= Set problem =
Could you repeat the listing from the line with "If you wouldn't mind, I'd love your help finding the hairy" to the line with "xmin=0 ymin=49 xmax=300 ymax=258", switching "stem" to "stalk" and leaving everything else unchanged?

--- start of Material shown ---

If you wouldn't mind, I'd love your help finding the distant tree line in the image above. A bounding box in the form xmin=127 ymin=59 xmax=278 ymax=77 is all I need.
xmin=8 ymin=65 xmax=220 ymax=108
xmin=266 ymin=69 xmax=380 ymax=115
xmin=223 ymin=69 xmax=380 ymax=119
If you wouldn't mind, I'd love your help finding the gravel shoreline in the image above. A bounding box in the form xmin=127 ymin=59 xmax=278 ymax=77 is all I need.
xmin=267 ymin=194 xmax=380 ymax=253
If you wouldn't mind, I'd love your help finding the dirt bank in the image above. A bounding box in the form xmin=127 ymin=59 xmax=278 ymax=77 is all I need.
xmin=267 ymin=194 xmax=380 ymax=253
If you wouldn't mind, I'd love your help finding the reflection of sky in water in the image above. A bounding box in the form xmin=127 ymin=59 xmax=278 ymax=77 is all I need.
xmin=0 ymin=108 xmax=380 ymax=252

--- end of Material shown ---
--- start of Material shown ---

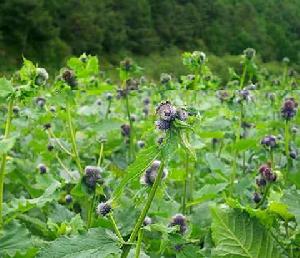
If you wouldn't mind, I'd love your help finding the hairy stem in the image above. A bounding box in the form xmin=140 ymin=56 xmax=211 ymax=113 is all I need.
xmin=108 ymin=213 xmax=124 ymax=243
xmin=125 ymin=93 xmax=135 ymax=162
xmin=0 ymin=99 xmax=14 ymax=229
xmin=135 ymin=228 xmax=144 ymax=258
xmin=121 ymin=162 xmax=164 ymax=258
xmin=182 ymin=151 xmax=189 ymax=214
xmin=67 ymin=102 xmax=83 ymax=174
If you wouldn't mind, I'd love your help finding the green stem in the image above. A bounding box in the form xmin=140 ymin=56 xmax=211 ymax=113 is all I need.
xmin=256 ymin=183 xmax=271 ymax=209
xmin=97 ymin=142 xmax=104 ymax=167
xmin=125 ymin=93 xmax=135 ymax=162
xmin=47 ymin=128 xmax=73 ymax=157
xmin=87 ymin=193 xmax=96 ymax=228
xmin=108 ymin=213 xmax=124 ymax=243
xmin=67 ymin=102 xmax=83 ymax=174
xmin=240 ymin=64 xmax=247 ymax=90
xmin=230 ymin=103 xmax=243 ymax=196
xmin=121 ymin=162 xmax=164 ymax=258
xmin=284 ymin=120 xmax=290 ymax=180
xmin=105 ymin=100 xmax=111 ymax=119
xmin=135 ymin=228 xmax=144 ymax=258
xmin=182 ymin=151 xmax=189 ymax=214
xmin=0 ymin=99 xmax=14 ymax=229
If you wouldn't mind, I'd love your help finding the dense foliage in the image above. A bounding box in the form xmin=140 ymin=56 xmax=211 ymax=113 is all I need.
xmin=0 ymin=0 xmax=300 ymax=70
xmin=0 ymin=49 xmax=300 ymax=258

--- end of Material shown ---

= Task output =
If you wouldn't mind, I'd love your help finding the hairy stalk in the image above. A bounding box in the form xmin=140 ymin=56 xmax=211 ymax=113 is all I need.
xmin=108 ymin=213 xmax=124 ymax=243
xmin=125 ymin=93 xmax=135 ymax=162
xmin=0 ymin=99 xmax=14 ymax=229
xmin=135 ymin=228 xmax=144 ymax=258
xmin=121 ymin=162 xmax=164 ymax=258
xmin=182 ymin=151 xmax=189 ymax=214
xmin=67 ymin=102 xmax=83 ymax=174
If you wouldn't mind, I'd love your help finding the green stalk in the image above. A bounding box in the form xmin=140 ymin=56 xmax=211 ymax=113 is all I need.
xmin=256 ymin=183 xmax=271 ymax=209
xmin=97 ymin=142 xmax=104 ymax=167
xmin=125 ymin=93 xmax=135 ymax=162
xmin=47 ymin=128 xmax=73 ymax=157
xmin=87 ymin=193 xmax=96 ymax=228
xmin=108 ymin=213 xmax=124 ymax=243
xmin=67 ymin=102 xmax=83 ymax=174
xmin=240 ymin=64 xmax=247 ymax=90
xmin=230 ymin=103 xmax=243 ymax=196
xmin=121 ymin=162 xmax=164 ymax=258
xmin=284 ymin=120 xmax=290 ymax=180
xmin=105 ymin=100 xmax=111 ymax=119
xmin=135 ymin=228 xmax=144 ymax=258
xmin=182 ymin=151 xmax=189 ymax=214
xmin=0 ymin=99 xmax=14 ymax=229
If you wouldn't mind, I'd love your help finding the dense foliage in the image above. A bounding box in the form xmin=140 ymin=56 xmax=211 ymax=113 is all I need.
xmin=0 ymin=0 xmax=300 ymax=70
xmin=0 ymin=49 xmax=300 ymax=258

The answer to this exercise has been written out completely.